- [Aim of the task] Put the lines below into a JSON list of strings, one string for each line, and leave out blank lines.

[Start]

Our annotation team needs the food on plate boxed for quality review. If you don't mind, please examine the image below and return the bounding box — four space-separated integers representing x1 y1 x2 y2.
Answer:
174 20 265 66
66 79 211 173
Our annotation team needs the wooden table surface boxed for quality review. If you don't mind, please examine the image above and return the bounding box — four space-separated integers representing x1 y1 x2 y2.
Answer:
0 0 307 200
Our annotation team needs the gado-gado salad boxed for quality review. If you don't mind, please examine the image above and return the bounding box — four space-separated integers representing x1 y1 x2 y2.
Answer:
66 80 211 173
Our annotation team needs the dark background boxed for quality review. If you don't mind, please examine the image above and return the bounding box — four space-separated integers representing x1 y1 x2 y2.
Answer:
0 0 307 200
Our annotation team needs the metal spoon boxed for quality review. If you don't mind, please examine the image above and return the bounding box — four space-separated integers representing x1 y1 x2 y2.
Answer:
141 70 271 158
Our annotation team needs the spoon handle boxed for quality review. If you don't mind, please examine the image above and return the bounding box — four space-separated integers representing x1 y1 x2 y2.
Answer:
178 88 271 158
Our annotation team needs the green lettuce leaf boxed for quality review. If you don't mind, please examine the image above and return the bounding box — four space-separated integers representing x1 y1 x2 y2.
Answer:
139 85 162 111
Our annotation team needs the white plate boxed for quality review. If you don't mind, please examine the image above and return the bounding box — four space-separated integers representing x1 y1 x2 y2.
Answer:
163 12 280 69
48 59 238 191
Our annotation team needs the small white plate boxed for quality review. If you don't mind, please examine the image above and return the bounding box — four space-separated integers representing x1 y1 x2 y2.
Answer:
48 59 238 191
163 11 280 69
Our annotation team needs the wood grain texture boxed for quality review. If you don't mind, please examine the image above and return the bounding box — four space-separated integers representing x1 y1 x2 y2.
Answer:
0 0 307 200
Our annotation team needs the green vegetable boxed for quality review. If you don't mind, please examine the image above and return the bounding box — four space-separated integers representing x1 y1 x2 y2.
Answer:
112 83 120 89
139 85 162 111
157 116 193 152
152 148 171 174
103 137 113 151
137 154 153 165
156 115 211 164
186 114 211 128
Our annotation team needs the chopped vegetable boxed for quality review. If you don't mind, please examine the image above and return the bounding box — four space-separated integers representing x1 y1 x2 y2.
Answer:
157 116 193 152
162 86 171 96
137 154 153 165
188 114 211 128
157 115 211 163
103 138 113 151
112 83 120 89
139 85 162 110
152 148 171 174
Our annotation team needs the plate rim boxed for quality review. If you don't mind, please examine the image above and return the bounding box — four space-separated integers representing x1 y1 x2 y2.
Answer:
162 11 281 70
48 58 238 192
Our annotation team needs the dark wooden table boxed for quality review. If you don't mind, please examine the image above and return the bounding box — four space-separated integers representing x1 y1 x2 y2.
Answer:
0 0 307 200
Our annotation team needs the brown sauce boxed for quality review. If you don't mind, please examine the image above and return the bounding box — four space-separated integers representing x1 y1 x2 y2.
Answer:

[End]

- [Exercise response]
[
  "Our annotation team needs the food on plate boxed for quality review. If you don't mind, please examine the image below and return the bounding box — four space-separated integers representing x1 y1 x2 y2.",
  "Answer:",
  "174 20 265 66",
  "66 79 211 173",
  "Our annotation team needs the wooden table surface boxed for quality review. If you don't mind, please examine the image above and return the bounding box — four space-separated integers representing x1 y1 x2 y2.",
  "Answer:",
  "0 0 307 200",
  "Our annotation team needs the gado-gado salad boxed for quality review. If you don't mind, please examine the image above and return the bounding box — four space-separated integers representing x1 y1 x2 y2.",
  "Answer:",
  "66 80 211 173",
  "Our annotation team needs the dark background boxed for quality review. If you don't mind, please examine the image above and return the bounding box — four space-separated integers representing x1 y1 x2 y2.",
  "Answer:",
  "0 0 307 200",
  "Our annotation team needs the metal spoon boxed for quality review. If you don't mind, please examine the image above and return the bounding box — four space-separated integers representing x1 y1 x2 y2.",
  "Answer:",
  "141 70 271 158",
  "Our annotation team needs the spoon handle boxed for quality review. If you don't mind, please examine the image above and return the bounding box — four space-separated integers representing x1 y1 x2 y2.",
  "Answer:",
  "178 88 271 158",
  "Our annotation team needs the green lettuce leaf boxed for quality review. If you don't mind, please examine the image above and return the bounding box — four space-separated integers representing x1 y1 x2 y2.",
  "Answer:",
  "139 85 162 111",
  "Our annotation team needs the white plate boxed for quality review. If you don't mind, please examine the image above and return the bounding box — four space-separated integers representing x1 y1 x2 y2.",
  "Answer:",
  "163 12 280 69",
  "48 59 238 191",
  "Our annotation team needs the small white plate boxed for quality review. If you don't mind, please examine the image above and return the bounding box — four space-separated integers representing x1 y1 x2 y2.",
  "Answer:",
  "48 59 238 191",
  "163 11 280 69",
  "Our annotation team needs the wood grain texture boxed for quality review. If you don't mind, please examine the image above and return the bounding box — four space-separated integers representing x1 y1 x2 y2.",
  "Answer:",
  "0 0 307 200",
  "Our annotation team needs the green vegetable boxed for quality review. If you don't mind, please examine the image above and return the bounding box — four space-separated integers representing x1 y1 x2 y2.",
  "Answer:",
  "112 83 120 89",
  "139 85 162 111",
  "157 116 193 152",
  "152 148 171 174",
  "103 137 113 151",
  "137 154 153 165",
  "156 115 211 164",
  "186 114 211 128",
  "Our annotation team needs the chopped vegetable boxed for quality review. If you don't mind, please examine the image above and return the bounding box — four space-separated integers representing x1 y1 x2 y2.",
  "Answer:",
  "157 116 193 152",
  "162 86 171 96",
  "137 154 153 165",
  "188 114 211 128",
  "157 115 211 163",
  "103 138 113 151",
  "112 83 120 89",
  "139 85 162 110",
  "152 148 171 174",
  "Our annotation team needs the plate rim boxed for quality review. If you don't mind, please examine the image above and return the bounding box — four space-separated integers representing x1 y1 x2 y2.",
  "Answer:",
  "162 11 281 70",
  "48 58 238 192",
  "Our annotation team needs the dark wooden table boxed for quality review. If you don't mind, please examine the image above and return the bounding box — four space-separated integers representing x1 y1 x2 y2.",
  "Answer:",
  "0 0 307 200",
  "Our annotation team needs the brown sauce boxed for quality review. If you don't mind, please examine the image above and return the bounding box — four space-separated integers representing x1 y1 x2 y2.",
  "Answer:"
]